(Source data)
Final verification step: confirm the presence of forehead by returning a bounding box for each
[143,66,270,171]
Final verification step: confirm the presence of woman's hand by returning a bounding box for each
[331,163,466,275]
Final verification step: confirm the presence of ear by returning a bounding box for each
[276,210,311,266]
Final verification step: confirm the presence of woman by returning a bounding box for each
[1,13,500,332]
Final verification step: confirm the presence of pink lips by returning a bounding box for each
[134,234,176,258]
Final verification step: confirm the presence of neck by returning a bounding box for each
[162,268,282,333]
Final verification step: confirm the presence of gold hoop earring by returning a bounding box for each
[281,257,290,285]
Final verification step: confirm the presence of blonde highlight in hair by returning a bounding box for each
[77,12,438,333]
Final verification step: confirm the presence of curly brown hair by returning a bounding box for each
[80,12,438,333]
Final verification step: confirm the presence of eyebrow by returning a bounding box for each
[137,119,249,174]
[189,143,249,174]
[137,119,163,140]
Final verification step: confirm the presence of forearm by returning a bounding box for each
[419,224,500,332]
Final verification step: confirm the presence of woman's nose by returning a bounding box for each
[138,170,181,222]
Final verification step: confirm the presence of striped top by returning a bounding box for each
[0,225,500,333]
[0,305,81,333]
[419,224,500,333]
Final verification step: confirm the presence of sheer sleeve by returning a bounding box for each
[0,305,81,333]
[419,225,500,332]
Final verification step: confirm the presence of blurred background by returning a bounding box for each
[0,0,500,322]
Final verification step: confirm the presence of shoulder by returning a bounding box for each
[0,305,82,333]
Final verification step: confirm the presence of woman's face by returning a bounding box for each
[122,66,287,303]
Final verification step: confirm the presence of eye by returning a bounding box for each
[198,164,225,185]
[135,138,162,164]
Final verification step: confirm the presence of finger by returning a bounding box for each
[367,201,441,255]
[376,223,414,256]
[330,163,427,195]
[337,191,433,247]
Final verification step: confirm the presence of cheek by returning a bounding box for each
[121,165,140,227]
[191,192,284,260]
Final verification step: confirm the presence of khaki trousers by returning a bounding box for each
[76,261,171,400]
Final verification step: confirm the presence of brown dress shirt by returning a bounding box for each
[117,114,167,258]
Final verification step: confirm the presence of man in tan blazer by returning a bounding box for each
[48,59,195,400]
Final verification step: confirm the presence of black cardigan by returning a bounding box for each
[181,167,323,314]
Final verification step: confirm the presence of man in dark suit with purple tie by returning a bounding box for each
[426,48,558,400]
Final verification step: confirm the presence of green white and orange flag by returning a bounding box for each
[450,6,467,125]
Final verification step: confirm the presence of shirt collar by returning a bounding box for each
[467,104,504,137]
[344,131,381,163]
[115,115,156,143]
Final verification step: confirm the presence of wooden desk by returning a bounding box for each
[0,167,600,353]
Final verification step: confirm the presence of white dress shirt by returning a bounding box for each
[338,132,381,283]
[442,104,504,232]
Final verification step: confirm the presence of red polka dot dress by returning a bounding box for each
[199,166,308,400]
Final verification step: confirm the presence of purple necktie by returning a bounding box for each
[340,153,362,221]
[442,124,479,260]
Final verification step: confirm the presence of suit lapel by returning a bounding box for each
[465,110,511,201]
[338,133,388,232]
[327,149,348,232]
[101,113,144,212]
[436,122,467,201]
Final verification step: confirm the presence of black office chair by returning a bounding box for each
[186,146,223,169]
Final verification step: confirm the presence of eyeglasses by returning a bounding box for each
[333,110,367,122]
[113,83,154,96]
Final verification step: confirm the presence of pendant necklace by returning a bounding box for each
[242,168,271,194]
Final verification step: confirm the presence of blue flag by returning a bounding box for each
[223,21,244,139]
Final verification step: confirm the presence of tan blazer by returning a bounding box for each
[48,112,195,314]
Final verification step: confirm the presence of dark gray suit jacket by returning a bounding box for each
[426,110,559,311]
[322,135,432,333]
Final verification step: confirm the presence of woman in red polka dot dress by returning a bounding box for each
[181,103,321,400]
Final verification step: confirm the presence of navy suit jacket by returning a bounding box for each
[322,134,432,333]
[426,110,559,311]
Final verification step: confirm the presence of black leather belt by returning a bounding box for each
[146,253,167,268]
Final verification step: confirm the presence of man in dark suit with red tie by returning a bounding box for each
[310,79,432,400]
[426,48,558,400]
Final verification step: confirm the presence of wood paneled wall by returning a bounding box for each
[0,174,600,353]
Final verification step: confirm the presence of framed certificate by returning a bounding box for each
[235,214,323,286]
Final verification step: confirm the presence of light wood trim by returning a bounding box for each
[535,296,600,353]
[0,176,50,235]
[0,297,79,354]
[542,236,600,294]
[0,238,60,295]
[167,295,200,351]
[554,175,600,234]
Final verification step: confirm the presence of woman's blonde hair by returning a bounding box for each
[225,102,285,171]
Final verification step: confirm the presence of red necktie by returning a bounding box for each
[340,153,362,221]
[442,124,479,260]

◆ **INSTRUCTION**
Please repeat the records from their start through the line holding "[162,268,282,333]", inclusive, keeping the requests, and shift every bounding box coordinate in the answers by -94.

◆ **COMPLETED EXERCISE**
Final verification step: confirm the presence of forehead by returning a bounding box for each
[49,-28,176,77]
Final verification step: confirm the presence of woman's hand by returning a bounding box for each
[237,69,372,181]
Final verification step: confirm the presence of ear by returning a bounding box for each
[182,116,217,172]
Final verification step: confirm the presence of woman by returning a bounding box for each
[-93,-81,406,238]
Final verification step: confirm the presence of pink lips by returning a bounding box for each
[40,140,82,164]
Final verification step: confirm the presence of neck by returning a bounding box for each
[68,174,188,239]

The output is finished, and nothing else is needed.